== Your instructions ==
Using the listing below, please gather every line containing the word "blue".

== Dataset ==
------------

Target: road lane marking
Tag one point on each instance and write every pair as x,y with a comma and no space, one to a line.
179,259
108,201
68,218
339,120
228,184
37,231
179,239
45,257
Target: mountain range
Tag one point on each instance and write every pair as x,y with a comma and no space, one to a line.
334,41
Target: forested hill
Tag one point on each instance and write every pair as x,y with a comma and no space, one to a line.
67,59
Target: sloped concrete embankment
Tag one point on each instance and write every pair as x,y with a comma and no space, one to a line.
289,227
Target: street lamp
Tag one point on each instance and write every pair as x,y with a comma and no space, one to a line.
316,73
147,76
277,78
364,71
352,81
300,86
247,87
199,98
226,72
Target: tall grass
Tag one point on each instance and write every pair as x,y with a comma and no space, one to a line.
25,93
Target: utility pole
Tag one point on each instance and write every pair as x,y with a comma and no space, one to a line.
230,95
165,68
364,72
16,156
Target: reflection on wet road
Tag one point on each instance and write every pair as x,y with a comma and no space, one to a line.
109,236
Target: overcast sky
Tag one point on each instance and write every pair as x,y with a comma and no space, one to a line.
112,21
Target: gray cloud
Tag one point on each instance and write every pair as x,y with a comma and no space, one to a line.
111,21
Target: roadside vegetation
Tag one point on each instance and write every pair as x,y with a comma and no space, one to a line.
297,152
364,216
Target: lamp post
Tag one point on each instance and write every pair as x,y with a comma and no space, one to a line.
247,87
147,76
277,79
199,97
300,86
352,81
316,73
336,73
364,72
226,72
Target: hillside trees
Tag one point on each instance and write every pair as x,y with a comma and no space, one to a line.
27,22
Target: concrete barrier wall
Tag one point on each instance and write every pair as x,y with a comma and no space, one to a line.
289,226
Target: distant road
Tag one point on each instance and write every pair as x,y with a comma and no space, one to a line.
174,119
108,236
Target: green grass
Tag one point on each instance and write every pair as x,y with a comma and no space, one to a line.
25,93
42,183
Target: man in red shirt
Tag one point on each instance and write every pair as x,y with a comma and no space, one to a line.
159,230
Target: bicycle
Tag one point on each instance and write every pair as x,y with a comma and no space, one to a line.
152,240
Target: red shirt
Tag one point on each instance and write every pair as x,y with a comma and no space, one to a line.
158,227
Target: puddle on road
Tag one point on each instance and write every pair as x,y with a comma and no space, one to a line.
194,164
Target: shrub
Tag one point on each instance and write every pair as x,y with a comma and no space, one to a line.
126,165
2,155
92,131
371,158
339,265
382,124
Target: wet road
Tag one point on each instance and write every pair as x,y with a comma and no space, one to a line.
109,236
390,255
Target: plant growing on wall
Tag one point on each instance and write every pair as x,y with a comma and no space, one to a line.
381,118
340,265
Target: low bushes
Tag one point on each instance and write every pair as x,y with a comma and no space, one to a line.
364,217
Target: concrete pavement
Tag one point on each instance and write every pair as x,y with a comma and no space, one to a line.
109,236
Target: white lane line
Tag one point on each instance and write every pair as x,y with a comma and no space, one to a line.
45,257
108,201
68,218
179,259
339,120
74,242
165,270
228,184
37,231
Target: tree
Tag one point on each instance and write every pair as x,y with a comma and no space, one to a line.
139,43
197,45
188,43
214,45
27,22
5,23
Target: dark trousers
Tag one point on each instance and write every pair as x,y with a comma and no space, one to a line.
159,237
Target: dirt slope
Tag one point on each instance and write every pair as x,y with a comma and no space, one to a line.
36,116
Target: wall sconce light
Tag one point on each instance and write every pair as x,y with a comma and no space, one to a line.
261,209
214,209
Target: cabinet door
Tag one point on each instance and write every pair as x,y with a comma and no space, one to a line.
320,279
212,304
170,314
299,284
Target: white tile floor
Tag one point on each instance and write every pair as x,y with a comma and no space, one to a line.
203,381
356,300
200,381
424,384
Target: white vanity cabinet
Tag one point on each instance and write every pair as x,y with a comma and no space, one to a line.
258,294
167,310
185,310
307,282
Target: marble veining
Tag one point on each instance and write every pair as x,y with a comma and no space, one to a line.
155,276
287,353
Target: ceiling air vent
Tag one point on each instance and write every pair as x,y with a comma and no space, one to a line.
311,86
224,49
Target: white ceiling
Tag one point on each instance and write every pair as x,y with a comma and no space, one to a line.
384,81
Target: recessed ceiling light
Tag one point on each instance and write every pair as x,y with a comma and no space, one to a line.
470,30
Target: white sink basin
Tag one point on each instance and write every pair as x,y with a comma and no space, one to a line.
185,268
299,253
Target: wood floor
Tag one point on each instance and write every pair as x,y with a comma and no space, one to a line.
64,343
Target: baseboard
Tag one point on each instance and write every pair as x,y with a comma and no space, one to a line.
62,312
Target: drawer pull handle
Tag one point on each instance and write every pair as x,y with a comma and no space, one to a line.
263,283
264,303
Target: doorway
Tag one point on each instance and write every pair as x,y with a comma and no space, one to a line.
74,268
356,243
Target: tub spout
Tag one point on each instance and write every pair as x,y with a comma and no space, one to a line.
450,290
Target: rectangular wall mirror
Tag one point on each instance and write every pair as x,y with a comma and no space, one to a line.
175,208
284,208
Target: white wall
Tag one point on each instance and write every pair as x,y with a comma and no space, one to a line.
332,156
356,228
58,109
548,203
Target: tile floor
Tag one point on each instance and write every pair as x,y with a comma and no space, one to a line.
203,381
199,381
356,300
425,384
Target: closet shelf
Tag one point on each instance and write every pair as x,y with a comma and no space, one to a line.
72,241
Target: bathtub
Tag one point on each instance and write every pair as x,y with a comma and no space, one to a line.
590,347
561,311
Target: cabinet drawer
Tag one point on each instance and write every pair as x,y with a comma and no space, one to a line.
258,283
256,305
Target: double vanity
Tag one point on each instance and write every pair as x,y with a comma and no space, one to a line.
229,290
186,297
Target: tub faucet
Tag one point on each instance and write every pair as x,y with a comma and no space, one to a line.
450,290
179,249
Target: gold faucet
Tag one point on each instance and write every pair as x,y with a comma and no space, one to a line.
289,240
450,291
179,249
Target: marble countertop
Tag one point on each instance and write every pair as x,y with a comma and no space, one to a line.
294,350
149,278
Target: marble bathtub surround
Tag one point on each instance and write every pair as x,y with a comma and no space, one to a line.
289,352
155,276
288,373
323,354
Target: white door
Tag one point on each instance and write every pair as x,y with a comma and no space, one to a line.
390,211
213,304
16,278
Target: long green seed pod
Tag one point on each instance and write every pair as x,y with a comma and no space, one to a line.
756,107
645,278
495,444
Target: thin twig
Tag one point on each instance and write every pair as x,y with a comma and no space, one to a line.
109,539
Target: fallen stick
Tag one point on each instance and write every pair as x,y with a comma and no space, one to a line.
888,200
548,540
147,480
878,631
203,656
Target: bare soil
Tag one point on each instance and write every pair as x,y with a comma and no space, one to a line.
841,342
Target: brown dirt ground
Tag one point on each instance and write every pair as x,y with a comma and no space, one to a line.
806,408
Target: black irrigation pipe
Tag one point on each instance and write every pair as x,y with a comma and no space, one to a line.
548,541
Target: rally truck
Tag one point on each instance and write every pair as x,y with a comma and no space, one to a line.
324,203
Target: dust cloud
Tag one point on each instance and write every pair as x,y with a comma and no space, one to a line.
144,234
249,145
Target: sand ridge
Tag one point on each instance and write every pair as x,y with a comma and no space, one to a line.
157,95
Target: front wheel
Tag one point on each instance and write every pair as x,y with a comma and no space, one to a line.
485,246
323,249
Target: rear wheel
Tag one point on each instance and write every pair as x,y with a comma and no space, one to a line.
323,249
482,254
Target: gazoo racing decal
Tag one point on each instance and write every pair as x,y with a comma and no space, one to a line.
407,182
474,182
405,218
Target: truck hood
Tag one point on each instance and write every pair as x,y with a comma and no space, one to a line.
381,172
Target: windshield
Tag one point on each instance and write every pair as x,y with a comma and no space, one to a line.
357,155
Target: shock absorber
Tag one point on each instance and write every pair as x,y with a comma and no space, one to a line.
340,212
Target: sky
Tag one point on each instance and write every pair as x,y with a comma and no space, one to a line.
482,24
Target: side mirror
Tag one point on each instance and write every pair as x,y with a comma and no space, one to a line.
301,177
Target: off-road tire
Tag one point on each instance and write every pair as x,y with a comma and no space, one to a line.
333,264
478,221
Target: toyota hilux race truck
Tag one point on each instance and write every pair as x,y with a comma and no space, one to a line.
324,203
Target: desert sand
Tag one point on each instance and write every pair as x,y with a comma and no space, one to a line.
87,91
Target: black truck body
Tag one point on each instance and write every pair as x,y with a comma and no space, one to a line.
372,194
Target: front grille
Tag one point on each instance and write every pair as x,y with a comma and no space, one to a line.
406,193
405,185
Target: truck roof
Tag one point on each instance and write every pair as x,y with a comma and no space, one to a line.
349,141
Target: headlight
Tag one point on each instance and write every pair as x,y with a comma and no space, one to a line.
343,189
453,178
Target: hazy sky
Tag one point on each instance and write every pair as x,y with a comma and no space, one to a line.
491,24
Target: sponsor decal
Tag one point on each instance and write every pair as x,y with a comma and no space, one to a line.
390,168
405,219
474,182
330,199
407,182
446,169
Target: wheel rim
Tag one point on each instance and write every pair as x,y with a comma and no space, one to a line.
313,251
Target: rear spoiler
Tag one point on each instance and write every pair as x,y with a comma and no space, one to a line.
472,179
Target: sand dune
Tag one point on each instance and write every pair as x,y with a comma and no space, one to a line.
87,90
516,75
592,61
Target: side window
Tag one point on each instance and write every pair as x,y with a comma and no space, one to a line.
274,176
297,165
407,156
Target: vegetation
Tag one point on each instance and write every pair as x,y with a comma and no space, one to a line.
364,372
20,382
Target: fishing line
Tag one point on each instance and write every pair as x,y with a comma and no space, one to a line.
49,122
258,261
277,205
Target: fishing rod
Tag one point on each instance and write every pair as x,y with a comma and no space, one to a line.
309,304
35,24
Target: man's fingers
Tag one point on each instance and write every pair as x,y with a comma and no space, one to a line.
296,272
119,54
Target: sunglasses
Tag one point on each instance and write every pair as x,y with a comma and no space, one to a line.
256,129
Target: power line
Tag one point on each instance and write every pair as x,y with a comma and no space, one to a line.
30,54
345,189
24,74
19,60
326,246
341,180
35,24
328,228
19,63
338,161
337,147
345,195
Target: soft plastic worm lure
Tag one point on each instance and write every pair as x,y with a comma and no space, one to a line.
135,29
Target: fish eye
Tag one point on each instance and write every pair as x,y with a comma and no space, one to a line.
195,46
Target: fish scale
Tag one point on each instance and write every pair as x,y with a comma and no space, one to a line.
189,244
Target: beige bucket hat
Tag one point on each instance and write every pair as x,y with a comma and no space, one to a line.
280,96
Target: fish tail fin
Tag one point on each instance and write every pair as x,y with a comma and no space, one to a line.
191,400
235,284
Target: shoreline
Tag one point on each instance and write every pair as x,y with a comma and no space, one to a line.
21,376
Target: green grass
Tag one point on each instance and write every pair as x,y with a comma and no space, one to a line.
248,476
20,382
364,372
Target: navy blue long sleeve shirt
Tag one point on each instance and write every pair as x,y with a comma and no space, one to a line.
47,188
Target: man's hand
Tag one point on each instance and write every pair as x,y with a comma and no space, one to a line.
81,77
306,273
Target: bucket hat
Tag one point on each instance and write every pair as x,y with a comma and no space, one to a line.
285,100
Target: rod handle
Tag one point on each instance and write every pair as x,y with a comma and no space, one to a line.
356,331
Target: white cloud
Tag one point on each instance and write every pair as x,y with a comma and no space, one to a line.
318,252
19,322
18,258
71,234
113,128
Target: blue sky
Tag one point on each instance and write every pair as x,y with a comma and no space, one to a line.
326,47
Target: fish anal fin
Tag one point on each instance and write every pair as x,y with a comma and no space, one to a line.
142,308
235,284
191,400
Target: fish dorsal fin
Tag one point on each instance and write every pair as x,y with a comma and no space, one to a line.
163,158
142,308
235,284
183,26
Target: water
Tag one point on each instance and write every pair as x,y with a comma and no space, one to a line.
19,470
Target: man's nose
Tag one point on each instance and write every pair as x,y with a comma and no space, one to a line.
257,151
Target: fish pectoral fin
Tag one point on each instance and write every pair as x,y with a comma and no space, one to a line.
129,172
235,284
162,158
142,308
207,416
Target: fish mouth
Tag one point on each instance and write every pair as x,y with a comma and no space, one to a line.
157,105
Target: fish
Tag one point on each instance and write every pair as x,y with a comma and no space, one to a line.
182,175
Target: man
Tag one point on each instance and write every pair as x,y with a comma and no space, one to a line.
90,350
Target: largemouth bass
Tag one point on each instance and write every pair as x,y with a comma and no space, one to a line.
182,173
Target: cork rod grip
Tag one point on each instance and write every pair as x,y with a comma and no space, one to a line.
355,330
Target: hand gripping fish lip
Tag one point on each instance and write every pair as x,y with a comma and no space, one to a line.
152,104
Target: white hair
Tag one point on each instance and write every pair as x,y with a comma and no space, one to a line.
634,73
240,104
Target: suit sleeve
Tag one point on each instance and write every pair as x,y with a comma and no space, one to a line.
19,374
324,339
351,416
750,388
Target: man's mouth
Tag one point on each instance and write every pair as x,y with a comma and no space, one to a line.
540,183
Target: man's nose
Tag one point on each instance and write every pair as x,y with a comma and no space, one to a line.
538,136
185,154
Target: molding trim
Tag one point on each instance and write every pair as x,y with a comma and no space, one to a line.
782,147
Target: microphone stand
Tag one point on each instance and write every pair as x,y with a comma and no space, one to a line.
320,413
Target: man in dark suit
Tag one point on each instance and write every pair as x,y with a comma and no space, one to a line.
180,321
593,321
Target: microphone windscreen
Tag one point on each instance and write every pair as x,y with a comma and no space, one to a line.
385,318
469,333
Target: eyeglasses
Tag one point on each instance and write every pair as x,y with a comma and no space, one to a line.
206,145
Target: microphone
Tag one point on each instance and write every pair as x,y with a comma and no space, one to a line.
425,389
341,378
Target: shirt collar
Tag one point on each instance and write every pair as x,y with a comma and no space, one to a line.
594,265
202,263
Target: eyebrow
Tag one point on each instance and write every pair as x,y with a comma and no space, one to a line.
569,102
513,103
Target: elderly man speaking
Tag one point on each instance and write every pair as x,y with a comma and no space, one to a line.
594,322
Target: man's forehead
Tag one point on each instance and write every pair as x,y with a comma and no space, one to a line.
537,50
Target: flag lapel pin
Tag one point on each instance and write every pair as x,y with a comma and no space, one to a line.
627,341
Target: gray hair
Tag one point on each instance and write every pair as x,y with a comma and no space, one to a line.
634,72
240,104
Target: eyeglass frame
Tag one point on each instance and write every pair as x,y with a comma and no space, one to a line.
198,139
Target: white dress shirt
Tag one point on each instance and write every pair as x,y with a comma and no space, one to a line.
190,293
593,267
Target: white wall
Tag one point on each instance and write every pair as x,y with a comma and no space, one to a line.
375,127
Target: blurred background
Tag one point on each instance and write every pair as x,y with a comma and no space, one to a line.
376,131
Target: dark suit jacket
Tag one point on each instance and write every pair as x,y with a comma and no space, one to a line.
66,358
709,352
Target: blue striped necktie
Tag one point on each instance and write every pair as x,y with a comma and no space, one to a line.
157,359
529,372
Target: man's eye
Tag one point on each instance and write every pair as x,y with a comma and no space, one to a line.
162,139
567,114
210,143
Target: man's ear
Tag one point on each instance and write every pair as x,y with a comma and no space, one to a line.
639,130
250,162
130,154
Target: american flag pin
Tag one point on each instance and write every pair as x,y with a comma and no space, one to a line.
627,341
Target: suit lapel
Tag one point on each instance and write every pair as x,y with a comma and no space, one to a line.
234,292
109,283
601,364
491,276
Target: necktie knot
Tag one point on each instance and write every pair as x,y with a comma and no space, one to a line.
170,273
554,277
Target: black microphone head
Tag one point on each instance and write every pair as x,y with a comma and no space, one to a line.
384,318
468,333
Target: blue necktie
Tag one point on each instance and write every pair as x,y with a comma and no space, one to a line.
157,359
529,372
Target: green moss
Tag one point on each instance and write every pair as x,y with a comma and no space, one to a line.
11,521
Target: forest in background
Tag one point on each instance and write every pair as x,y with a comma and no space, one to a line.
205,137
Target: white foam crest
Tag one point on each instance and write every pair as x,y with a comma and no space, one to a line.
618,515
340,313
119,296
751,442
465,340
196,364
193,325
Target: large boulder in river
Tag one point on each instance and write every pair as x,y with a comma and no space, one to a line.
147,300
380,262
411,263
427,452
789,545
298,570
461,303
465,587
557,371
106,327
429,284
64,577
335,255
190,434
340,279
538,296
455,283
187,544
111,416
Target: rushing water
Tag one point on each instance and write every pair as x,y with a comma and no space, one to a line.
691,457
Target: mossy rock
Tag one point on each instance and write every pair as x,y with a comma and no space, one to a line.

------------

== Answer below ==
Target: navy blue long sleeve shirt
Target: blue sky
Target: blue striped necktie
Target: blue necktie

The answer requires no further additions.